**Task requirements:** Single out the lines of the material that contain "ceiling" and copy them.
* * *
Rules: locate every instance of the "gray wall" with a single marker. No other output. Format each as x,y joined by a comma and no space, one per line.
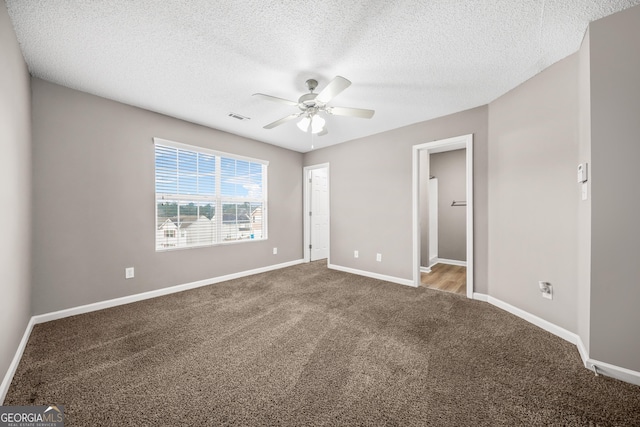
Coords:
584,206
615,150
371,198
15,192
533,197
94,208
451,170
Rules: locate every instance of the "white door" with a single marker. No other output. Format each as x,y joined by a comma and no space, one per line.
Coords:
319,208
433,221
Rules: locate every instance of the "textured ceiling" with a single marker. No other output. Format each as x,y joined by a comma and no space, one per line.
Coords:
199,60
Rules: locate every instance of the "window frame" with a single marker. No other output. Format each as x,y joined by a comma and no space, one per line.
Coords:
217,199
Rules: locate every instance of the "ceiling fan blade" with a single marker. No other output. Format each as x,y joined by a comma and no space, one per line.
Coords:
282,120
335,86
351,112
276,99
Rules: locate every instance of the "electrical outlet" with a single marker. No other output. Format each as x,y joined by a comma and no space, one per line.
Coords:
* * *
**Written solution:**
Rules: locate every instance of the "textured ceiling" with a single marker. No other output. Format each as x,y joined by a comma and no space, one per line.
Rules: locate every instance of the "ceiling fan blade" with a single marker. No other output. Format each as x,y joined by a comma and no space, one per line.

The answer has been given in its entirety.